To do:
The word "jersey" marks the lines to copy; find all of them in the entries below.

Source material:
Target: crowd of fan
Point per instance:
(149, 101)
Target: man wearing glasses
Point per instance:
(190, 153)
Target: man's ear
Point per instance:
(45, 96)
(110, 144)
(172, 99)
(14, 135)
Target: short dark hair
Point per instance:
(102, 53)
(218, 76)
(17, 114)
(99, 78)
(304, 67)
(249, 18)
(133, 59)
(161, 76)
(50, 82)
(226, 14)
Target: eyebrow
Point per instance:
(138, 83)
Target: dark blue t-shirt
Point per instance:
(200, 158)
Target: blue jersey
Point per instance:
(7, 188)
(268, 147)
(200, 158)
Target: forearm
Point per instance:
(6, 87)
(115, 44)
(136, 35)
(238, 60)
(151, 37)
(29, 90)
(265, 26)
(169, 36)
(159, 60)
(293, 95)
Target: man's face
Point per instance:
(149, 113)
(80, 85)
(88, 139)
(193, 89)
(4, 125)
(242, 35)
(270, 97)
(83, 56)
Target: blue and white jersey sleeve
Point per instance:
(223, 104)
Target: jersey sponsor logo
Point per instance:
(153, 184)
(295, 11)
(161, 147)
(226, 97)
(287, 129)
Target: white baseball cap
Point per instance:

--

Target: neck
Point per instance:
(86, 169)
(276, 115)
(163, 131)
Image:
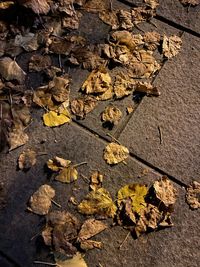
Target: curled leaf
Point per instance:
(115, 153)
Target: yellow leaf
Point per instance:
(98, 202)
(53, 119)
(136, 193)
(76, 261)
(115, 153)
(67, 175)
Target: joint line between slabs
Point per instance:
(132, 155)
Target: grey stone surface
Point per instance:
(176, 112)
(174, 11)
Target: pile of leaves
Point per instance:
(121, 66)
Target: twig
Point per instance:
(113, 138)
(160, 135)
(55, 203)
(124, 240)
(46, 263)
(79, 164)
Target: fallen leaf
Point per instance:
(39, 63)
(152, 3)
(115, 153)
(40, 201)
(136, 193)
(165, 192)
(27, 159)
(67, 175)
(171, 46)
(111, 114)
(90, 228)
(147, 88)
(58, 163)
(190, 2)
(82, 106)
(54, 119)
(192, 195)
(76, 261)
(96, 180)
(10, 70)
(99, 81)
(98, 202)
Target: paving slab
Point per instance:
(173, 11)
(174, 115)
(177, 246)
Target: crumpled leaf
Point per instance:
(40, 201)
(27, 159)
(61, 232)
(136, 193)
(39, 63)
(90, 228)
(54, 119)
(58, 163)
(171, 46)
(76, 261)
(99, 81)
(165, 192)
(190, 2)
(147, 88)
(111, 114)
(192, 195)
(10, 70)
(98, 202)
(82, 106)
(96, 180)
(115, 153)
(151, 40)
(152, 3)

Task answer:
Target: blue jersey
Target: blue and white jersey sleeve
Target: jersey sponsor logo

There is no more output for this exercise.